__RECORDS SUPPLIED__.
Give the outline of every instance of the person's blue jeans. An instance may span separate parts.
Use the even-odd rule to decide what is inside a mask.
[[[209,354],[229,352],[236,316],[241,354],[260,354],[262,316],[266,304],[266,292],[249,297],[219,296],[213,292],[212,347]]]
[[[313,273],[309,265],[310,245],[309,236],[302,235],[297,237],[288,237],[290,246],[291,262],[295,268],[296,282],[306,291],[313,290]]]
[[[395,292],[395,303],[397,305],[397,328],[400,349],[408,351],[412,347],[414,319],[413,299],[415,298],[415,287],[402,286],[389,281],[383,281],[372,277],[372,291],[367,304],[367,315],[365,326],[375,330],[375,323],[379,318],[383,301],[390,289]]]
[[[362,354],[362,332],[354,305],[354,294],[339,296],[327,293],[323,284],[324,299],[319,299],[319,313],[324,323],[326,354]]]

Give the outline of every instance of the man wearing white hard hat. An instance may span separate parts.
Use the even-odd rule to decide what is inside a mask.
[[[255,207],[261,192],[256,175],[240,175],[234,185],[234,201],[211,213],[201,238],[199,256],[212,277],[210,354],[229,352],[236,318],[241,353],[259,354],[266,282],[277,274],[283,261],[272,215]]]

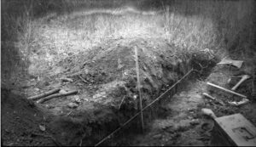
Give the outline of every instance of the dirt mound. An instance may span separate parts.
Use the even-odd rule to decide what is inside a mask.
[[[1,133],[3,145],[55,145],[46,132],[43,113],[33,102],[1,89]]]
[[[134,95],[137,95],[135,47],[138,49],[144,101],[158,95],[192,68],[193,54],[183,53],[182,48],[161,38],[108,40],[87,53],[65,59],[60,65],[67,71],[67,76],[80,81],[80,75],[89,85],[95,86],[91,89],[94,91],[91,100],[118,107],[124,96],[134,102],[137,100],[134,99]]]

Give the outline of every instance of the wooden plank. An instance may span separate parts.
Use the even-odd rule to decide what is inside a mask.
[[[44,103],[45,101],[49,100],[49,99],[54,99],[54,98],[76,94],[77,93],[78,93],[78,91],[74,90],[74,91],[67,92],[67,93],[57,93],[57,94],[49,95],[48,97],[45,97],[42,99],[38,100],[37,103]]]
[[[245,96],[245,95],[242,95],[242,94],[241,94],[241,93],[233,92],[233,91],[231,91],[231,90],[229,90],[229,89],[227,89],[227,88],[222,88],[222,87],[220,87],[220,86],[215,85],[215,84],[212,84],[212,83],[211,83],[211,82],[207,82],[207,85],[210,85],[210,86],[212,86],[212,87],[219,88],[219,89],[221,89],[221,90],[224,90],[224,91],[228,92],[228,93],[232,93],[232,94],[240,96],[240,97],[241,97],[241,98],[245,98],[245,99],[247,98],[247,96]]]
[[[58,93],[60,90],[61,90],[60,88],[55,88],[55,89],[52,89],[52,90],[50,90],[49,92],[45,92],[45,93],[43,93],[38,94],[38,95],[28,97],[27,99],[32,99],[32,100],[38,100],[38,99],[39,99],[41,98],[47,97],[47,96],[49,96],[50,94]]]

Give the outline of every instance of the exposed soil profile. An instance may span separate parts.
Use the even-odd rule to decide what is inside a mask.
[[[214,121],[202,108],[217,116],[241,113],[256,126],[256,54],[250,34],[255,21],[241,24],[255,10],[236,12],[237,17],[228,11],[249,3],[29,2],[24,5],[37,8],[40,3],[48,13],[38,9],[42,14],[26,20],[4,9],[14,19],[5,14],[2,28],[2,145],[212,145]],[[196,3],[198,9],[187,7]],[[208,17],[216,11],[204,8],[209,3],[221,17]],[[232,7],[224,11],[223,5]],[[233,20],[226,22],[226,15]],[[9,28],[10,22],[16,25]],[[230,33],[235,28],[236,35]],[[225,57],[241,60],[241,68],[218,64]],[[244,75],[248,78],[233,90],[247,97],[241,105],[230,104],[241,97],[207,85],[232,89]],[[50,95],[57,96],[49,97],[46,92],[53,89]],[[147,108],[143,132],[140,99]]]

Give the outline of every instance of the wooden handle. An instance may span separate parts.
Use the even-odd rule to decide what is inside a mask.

==

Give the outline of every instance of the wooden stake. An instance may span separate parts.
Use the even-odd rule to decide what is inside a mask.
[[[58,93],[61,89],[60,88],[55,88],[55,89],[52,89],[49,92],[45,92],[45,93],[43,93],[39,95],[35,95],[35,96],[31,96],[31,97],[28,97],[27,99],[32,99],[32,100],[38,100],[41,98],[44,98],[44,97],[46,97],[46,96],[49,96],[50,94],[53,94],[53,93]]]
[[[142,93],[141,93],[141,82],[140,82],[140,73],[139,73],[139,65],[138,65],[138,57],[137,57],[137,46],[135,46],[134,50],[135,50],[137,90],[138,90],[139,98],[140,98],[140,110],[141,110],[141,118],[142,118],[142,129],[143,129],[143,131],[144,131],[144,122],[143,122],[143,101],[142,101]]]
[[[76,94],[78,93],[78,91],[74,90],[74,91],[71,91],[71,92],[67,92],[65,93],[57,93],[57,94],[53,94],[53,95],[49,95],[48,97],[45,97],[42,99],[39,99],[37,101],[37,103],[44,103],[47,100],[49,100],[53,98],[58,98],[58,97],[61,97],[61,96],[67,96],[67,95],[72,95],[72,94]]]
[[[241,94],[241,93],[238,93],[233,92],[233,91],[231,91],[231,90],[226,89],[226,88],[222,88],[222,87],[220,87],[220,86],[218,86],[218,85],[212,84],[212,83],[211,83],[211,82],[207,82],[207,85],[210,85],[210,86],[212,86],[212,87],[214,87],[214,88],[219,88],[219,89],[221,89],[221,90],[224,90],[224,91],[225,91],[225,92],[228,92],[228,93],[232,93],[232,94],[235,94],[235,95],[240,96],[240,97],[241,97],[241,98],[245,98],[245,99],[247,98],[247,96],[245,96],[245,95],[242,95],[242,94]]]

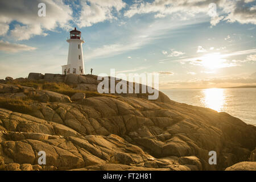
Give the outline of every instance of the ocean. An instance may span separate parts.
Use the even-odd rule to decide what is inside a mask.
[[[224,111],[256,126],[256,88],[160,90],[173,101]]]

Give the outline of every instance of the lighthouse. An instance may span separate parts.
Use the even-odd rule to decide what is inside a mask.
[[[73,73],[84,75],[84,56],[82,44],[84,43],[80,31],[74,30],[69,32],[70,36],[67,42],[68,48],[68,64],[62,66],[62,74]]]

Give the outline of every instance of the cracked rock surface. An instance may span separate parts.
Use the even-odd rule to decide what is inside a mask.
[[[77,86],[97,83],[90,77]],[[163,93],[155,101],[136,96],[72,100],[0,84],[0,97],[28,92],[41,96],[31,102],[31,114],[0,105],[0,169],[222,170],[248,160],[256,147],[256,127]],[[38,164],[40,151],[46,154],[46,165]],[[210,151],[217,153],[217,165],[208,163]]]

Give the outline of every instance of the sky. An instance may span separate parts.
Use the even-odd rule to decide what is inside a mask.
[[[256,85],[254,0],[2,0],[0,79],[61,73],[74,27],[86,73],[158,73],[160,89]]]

__REQUIREMENTS__. Please list every line of the items above that contains the word "wooden", copying each one in full. Match case exactly.

__FULL ANSWER__.
Give the outline of every instance of the wooden plank. An instance may span separate parts.
Give the outline of every instance of the wooden handle. An instance may span separate parts.
Give the outline of every instance of the wooden stake. An instance may span separate parts.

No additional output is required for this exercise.